** Your task **
Pull every line of the material below out word for word, omitting the pictures.

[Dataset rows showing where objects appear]
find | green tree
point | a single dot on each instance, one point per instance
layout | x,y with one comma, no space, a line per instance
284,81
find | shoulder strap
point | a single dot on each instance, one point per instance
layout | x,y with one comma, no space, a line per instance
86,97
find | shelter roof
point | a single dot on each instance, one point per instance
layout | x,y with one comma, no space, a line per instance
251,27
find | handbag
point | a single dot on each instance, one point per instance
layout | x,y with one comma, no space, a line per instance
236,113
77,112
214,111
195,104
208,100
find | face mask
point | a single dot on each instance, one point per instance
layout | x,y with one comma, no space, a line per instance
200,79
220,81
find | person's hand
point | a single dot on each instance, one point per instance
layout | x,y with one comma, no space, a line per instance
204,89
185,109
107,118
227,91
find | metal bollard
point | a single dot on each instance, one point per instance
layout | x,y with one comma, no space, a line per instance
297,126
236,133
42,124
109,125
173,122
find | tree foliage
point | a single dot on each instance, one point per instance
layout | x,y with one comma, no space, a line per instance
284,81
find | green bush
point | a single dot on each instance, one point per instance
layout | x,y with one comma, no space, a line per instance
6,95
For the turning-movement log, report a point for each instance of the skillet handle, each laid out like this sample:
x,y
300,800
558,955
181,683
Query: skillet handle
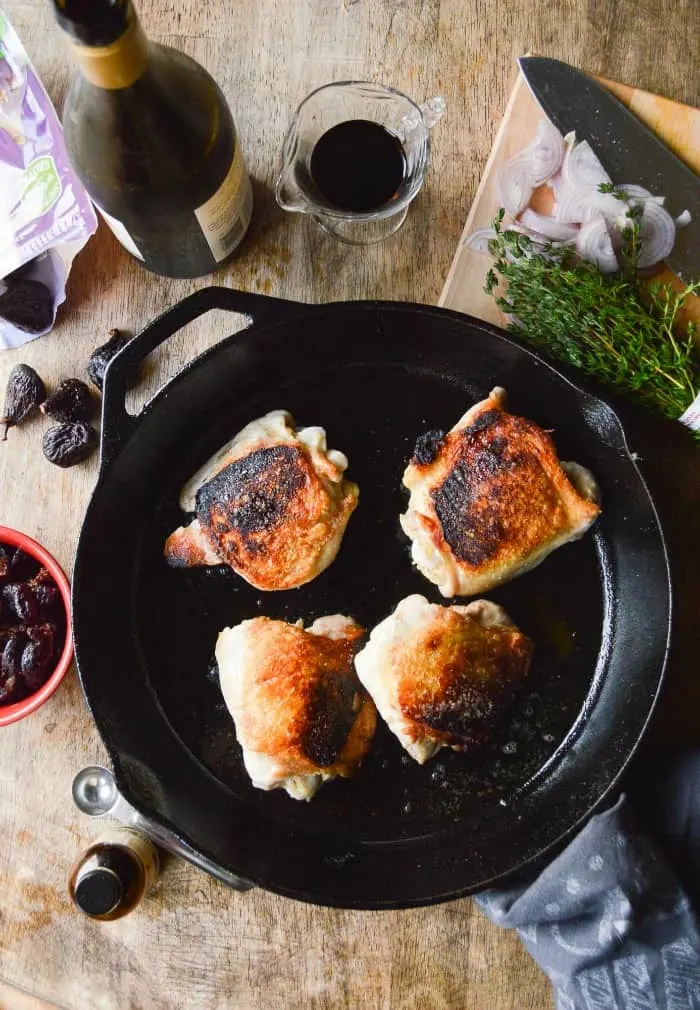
x,y
117,423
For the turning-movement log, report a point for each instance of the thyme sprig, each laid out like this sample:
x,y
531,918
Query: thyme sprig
x,y
625,333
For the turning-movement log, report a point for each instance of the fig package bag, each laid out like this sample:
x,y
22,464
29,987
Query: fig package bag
x,y
45,215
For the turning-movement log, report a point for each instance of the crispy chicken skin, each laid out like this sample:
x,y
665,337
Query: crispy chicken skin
x,y
273,504
441,676
301,715
490,500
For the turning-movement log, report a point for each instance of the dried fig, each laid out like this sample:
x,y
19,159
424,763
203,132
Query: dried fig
x,y
46,597
11,661
27,304
25,390
36,655
20,601
69,443
70,401
101,357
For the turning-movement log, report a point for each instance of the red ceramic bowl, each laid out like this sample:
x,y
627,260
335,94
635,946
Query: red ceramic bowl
x,y
11,713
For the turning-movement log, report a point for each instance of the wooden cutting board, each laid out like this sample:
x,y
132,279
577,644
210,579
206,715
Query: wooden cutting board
x,y
678,125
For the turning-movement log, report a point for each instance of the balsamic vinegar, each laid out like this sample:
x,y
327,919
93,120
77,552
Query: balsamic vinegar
x,y
358,166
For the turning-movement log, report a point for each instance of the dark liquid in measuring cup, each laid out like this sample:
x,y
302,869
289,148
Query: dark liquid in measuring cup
x,y
358,166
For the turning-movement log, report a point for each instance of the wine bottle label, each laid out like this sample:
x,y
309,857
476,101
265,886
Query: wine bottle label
x,y
225,216
121,234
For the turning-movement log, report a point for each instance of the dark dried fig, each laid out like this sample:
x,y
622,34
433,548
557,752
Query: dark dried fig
x,y
20,601
101,357
36,655
42,634
69,443
46,597
11,661
70,401
23,566
25,391
27,304
42,577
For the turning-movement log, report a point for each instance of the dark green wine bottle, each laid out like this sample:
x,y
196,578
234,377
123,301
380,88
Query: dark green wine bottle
x,y
152,137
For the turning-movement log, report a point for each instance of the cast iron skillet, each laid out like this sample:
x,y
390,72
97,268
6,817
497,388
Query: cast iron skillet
x,y
375,375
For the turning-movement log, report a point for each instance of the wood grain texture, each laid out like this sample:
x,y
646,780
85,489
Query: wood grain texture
x,y
194,943
677,124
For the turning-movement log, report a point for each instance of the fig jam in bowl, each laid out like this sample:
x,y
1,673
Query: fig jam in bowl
x,y
35,642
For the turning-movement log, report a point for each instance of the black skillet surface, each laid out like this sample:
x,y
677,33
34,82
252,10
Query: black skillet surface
x,y
375,375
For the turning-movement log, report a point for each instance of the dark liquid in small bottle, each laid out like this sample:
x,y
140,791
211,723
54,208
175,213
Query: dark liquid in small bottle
x,y
358,166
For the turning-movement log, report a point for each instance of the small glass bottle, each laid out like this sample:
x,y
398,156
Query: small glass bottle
x,y
112,875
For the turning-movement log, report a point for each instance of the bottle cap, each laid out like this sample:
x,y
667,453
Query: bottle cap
x,y
98,892
93,22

** Response **
find | green tree
point | a single dot on each instance, one point per instance
layout | x,y with one comma, no space, a line per instance
284,81
find | shoulder strap
point | a single dot on each instance, one point per instance
layout | x,y with one comma, no space, a line per instance
86,97
find | shelter roof
point | a single dot on each instance, one point per instance
layout | x,y with one comma, no space, a line per instance
251,27
find | handbag
point | a single dot on each instance, one point per instance
layout | x,y with one comma, no space, a line per instance
236,113
77,112
214,111
195,104
208,100
find | face mask
point | a single dot on each instance, one point per instance
layout | x,y with one comma, no space, a line per instance
200,79
220,81
find | person's hand
point | a single dot on each instance, one point per instance
layout | x,y with one comma, no space, a line per instance
204,89
185,109
107,118
227,91
find | metal bollard
point | a single dot on each instance, one point per instance
layout | x,y with one comma, no space, a line per instance
297,126
236,133
42,124
109,125
173,122
find | tree foliage
point | a single dot on each instance, one point per instance
layout | x,y with one comma, no space, a line per instance
284,81
find | green bush
point | a single dot on each instance, one point per instance
layout | x,y with one comma, no space, a line per instance
6,95
For the turning-movement log, report a point for each instance of the skillet handle, each laid out like this sample:
x,y
300,800
558,955
181,683
Query: skillet handle
x,y
117,423
For the turning-movement log, report a point for each instance of the thyme sprig, each laid out like this sample:
x,y
531,918
Query: thyme sprig
x,y
625,333
For the turning-movement log, report a point for each instance of the fig package bag, each laid out like this sample:
x,y
22,464
29,987
Query: fig package bag
x,y
45,215
For the turning-movement log, report a point for each instance of the crispy chicken skin, each laid out like this sample:
x,y
665,337
Query: crispy chicken skin
x,y
273,504
441,676
301,715
490,500
For the turning-movement log, report a point for each instance of the dried fig, each laid out like this sample:
x,y
19,159
424,763
203,132
Query: dried fig
x,y
46,597
11,661
27,304
25,390
36,655
20,601
69,443
70,401
101,357
For the turning-movement log, report a point for each instance of the red ceramic bowl, each laid out like this sample:
x,y
627,260
335,94
635,946
Query: red ceramic bowl
x,y
11,713
For the turning-movement log, report a point for each instance of the wooden cutting board, each laid out like this sample:
x,y
132,279
577,644
210,579
206,715
Query: wooden cutting board
x,y
678,125
For the turning-movement log, report a point for each instance of the balsamic vinegar, each laid out like this sample:
x,y
327,919
93,120
77,552
Query: balsamic vinegar
x,y
358,166
For the turning-movement log, report a point for each instance of the dark liquid in measuring cup, each laid out like this sample:
x,y
302,869
289,148
Query: dark liquid in measuring cup
x,y
358,166
For the turning-movement log, report a point for each instance of the wine bottle label, each laid out like this sample:
x,y
309,857
476,101
265,886
Query: wine bottle label
x,y
225,216
121,234
For the turning-movement log, report a point for each instance of the dark dried fig, each laid out like this sample:
x,y
622,34
433,548
557,752
Query: dark dried fig
x,y
20,601
101,357
36,655
42,634
69,443
46,597
11,661
70,401
23,566
25,391
27,304
42,577
For the turning-movement log, report a point for each instance of the dark green wine bottle, each laid out like this sample:
x,y
196,578
234,377
123,301
380,88
Query: dark green wine bottle
x,y
152,137
For the turning-movement log, report a point for each instance of the cast iron skillet, each laid out like this sample:
x,y
390,72
97,268
6,817
497,388
Query: cast iron skillet
x,y
375,375
For the turning-movement log, report a point for each instance of the wood grain texture, each laid out like this sample:
x,y
646,780
85,489
Query: wood grain texture
x,y
194,943
677,124
For the turning-movement log, report a point for each instance of the fig jam in bowl, each laid out like this sample:
x,y
1,673
Query: fig jam in bowl
x,y
35,642
For the turning-movement log, report a point for each instance of the black skillet surface, each laid out like this sample:
x,y
677,33
34,82
252,10
Query: black skillet surface
x,y
375,375
For the turning-movement log, report a point for each instance of the dark liquid in small bottle, each laid out like this sample:
x,y
140,791
211,723
54,208
175,213
Query: dark liquid in small bottle
x,y
358,166
For the turning-movement log, report a point for each instance of the small glass bottle, each laid out like this sample:
x,y
398,156
Query: small glass bottle
x,y
112,875
For the turning-movement log, report a point for each instance of the bottle cap, each laid out like this sample:
x,y
667,453
Query: bottle cap
x,y
98,892
93,22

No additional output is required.